[WHAT IS NEEDED] Reproduce word for word everything in the nano tank thread below, from "# My 15G Column" down to "installed this week)".

[DOCUMENT TEXT]
________________

# My 15G Column Nano



## d3rsk (Feb 3, 2013)

I've been browsing the forum for a few weeks now, and I think its time to post up my tank for you to see. 

Current setup is:
- 15G Aqueon Column Tank (13x13x25 or so)
- Aqueon power filter (I have a CPR Refugium, and a Hydor Nano skimmer to be installed this week)
- Ehiem Jager Heater
- Tunze 6015 Nanostream

Inhabitants;
- 2 Asterna Snails
- 4 Margarita Snails
- 3 Blue Leg Hermits
- 1 Emerald Crab

*New today is:
- 2 True Perc Clowns 
- 1 Two Spot Goby



Sent from my BlackBerry 9900 using Tapatalk


----------



## d3rsk (Feb 3, 2013)

I'll get pics of the fishes soon as I can. 

Sent from my BlackBerry 9900 using Tapatalk


----------



## thmh (Mar 17, 2011)

welcome to gtaa!!! cant wait for some pictures, i too started with a 10g nano and now i have a 90g


----------



## d3rsk (Feb 3, 2013)

thmh said:


> welcome to gtaa!!! cant wait for some pictures, i too started with a 10g nano and now i have a 90g


Thanks!
Oh I forgot to mention that I'm a bit outside of the GTA, up in Peterborough, so I'm not technicall GTA...but shhhh.

Pic updated in original post....just dropped the 3 fish into the tank, so lights are off while they get situated. I'll get some up tomorrow.


----------



## altcharacter (Jan 10, 2011)

Black sand eh? In about 4-6 months you're going to hate it 

Nice start though!


----------



## tom g (Jul 8, 2009)

*tank*

what is wrong with the black sand dave ?? curious i thought it would look sharp ...


----------



## altcharacter (Jan 10, 2011)

Over time the sand gets full of sediment and starts to turn brown/grey from stuff being ripped off or falling off your LR and other sediment. Ask Jeff about black sand 

the same effect isn't as noticeable with white sand since the contrast is different...but with black sand it stands out, or atleast I think it does


----------



## tom g (Jul 8, 2009)

*sand*

thanks dave i was thinking of going black on my n ext tank , i will have to look into this thanks man


----------



## d3rsk (Feb 3, 2013)

Everywhere forum I read people are knocking black sand! Lol

I like the color contrast, so hopefully it stands the test of time. 

Sent from my BlackBerry 9900 using Tapatalk


----------



## fesso clown (Nov 15, 2011)

________________

[ROWS]
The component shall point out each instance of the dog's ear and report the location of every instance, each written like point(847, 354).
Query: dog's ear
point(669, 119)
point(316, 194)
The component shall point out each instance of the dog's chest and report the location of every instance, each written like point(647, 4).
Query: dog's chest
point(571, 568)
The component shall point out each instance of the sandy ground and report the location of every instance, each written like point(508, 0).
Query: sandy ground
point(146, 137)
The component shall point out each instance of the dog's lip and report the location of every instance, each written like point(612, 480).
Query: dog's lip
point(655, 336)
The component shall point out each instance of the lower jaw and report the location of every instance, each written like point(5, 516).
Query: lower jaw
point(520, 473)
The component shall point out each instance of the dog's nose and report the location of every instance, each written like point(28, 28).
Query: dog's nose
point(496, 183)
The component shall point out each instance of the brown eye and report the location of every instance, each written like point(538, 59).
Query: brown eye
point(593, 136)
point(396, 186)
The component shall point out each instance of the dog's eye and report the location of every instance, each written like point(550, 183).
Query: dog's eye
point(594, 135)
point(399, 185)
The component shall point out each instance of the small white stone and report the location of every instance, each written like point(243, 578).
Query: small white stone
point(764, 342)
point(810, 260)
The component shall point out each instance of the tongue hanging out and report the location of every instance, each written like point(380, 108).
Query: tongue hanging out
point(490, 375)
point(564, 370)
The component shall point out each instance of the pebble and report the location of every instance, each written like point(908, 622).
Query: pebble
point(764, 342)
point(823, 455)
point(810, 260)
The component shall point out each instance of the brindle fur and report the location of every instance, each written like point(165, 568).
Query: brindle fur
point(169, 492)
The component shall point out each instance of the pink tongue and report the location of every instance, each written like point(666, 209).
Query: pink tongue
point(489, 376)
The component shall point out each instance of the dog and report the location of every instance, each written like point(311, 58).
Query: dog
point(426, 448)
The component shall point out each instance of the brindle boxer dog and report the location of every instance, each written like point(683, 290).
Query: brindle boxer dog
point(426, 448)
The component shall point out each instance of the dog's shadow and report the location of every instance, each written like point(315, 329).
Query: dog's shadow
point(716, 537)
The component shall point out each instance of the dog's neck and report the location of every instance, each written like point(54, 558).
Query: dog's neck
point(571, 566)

________________

[FULL SOLUTION]
# My 15G Column Nano



## d3rsk (Feb 3, 2013)

I've been browsing the forum for a few weeks now, and I think its time to post up my tank for you to see. 

Current setup is:
- 15G Aqueon Column Tank (13x13x25 or so)
- Aqueon power filter (I have a CPR Refugium, and a Hydor Nano skimmer to be installed this week)